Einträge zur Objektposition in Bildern
.....
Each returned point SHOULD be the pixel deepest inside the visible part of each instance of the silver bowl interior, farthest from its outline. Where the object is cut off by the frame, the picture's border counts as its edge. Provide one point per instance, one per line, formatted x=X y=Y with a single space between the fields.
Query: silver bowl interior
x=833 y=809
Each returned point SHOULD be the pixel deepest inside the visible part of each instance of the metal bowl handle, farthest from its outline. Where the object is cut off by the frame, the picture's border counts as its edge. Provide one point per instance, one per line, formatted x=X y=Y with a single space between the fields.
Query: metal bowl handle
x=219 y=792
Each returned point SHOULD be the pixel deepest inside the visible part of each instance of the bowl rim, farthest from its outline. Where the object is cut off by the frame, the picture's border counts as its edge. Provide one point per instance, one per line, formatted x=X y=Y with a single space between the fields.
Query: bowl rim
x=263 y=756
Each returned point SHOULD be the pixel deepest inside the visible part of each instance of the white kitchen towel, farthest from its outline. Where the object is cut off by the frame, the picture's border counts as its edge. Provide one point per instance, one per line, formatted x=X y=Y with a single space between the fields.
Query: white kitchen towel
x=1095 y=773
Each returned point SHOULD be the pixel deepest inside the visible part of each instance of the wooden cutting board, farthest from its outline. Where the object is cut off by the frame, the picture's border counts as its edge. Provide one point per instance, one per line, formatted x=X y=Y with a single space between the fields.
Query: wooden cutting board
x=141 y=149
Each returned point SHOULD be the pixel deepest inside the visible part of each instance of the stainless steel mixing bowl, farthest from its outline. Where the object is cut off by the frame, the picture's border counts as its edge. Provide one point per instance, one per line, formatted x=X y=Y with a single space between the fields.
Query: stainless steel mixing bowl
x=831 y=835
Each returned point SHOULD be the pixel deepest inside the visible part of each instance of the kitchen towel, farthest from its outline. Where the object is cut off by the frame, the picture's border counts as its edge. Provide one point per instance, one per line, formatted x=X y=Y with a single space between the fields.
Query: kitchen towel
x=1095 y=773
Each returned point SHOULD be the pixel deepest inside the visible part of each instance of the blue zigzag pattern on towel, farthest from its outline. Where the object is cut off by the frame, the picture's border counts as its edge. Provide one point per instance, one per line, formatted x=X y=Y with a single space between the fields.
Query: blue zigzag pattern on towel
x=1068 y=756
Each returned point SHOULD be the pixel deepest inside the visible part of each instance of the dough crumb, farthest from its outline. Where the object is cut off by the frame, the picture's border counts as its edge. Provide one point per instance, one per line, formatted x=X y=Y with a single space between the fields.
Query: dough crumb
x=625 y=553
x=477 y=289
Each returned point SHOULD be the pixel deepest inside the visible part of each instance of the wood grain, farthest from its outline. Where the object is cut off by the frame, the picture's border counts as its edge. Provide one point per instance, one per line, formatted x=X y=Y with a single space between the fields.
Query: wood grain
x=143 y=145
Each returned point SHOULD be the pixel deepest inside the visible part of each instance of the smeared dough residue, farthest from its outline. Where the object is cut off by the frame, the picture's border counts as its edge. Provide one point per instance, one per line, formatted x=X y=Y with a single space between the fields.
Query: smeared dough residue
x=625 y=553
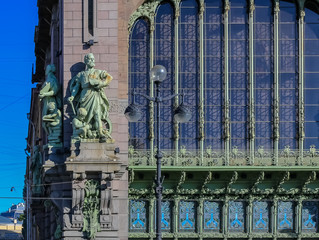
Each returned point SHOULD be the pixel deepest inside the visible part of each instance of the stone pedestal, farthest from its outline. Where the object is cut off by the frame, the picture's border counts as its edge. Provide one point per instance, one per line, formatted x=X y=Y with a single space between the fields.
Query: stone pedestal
x=98 y=162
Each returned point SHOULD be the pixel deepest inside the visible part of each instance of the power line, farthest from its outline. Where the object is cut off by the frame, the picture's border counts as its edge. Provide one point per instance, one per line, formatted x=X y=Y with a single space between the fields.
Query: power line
x=9 y=104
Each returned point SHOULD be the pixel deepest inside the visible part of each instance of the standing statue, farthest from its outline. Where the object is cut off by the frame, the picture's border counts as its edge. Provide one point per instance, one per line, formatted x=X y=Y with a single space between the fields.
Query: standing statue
x=80 y=128
x=91 y=209
x=52 y=123
x=49 y=95
x=87 y=91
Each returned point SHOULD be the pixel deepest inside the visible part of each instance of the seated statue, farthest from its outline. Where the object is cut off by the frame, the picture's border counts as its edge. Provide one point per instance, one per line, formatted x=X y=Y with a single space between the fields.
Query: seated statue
x=80 y=128
x=52 y=123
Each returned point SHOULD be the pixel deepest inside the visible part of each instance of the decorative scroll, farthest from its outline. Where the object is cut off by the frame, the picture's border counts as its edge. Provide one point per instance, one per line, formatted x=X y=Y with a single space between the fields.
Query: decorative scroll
x=212 y=216
x=187 y=216
x=236 y=216
x=138 y=219
x=309 y=217
x=261 y=216
x=285 y=216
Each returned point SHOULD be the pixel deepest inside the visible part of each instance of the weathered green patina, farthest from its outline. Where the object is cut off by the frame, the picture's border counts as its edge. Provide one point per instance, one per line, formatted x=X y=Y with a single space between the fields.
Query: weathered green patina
x=36 y=168
x=87 y=92
x=51 y=115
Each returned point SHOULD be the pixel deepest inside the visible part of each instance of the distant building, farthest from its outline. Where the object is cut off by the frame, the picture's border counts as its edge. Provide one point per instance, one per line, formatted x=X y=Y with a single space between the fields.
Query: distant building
x=14 y=211
x=245 y=167
x=10 y=226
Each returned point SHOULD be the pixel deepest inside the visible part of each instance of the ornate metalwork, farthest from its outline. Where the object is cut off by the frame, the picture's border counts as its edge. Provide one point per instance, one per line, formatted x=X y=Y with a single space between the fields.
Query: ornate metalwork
x=185 y=157
x=138 y=217
x=260 y=216
x=166 y=216
x=211 y=218
x=187 y=216
x=285 y=216
x=309 y=216
x=236 y=216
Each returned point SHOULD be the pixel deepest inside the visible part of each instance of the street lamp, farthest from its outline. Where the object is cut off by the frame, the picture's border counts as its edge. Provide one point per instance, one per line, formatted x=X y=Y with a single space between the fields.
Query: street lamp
x=181 y=114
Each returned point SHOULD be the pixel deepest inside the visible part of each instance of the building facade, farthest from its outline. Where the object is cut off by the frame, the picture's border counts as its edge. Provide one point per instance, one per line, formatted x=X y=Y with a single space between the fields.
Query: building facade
x=244 y=167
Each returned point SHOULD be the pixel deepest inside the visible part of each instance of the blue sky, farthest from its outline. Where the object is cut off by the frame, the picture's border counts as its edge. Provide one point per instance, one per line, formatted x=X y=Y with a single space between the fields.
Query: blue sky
x=17 y=22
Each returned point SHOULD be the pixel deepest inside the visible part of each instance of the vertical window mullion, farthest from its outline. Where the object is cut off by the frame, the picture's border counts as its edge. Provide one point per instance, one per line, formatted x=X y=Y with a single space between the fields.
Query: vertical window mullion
x=151 y=94
x=226 y=82
x=201 y=82
x=276 y=83
x=176 y=102
x=301 y=103
x=251 y=84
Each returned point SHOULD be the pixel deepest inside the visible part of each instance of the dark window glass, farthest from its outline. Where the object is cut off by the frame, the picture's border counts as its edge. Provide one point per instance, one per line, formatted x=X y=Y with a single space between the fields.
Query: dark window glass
x=138 y=75
x=189 y=70
x=213 y=77
x=311 y=85
x=164 y=55
x=288 y=82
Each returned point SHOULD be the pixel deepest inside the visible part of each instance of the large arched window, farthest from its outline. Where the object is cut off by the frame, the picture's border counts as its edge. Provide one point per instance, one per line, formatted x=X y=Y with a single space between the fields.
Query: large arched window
x=250 y=71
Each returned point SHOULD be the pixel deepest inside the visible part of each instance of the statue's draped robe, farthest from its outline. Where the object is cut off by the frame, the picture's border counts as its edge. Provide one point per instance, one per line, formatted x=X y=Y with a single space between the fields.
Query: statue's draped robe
x=90 y=96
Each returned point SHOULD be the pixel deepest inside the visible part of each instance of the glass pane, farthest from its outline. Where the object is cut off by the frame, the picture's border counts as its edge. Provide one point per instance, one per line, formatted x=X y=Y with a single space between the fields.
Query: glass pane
x=261 y=217
x=285 y=216
x=310 y=216
x=189 y=70
x=212 y=216
x=236 y=216
x=164 y=49
x=138 y=216
x=187 y=216
x=138 y=80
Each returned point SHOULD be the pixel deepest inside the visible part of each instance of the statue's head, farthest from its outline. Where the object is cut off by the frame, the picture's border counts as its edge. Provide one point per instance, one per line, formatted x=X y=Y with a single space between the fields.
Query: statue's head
x=89 y=60
x=82 y=113
x=50 y=68
x=51 y=107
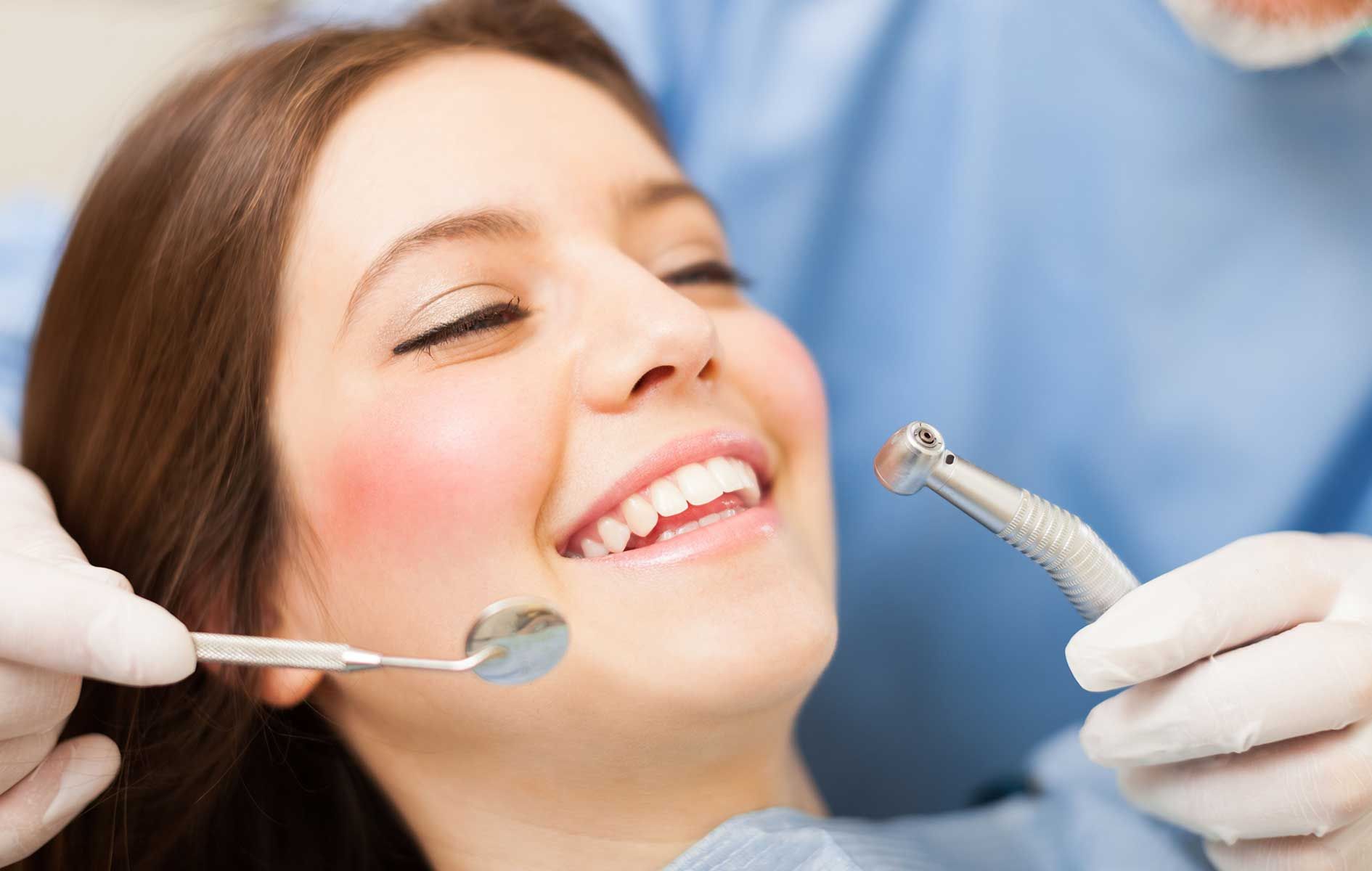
.....
[ZU ERLEDIGENDE AUFGABE]: Schreib die Zeilen aus dem Material noch einmal ab und tausche dabei „cutting board“ gegen „chopping board“ aus, ohne sonst etwas zu ändern. Beginne bei der Zeile mit „of the bowl“ und höre nach der Zeile mit „x=831 y=835“ auf.

[LÖSUNG DER AUFGABE]:
Each returned point SHOULD be the pixel deepest inside the visible part of each instance of the bowl rim, farthest from its outline. Where the object is cut off by the frame, the picture's border counts as its edge. Provide one point per instance, one per line, formatted x=X y=Y with a single space between the fields.
Query: bowl rim
x=263 y=756
Each returned point SHOULD be the pixel deepest inside the visible part of each instance of the white kitchen towel, farthest from its outline. Where the object is cut off by the frame, the picture's border counts as its edge. Provide one point per instance, one per line, formatted x=X y=Y with a single space between the fields.
Query: white kitchen towel
x=1095 y=773
Each returned point SHOULD be the pixel deepest inside the visible part of each instance of the wooden chopping board, farthest from its outline. Where the object is cut off by the frame, the picture's border counts as its edge. Provide one point per instance, one per line, formatted x=X y=Y with a single space between the fields.
Query: wooden chopping board
x=141 y=149
Each returned point SHOULD be the pixel deepest inside the visible part of each instance of the stainless steel mixing bowl, farthest from its outline. Where the object is cut off by the frame, the picture's border counts as its edge. Provide one point per instance, one per line, formatted x=X y=Y with a single space between the fields.
Query: stainless steel mixing bowl
x=831 y=835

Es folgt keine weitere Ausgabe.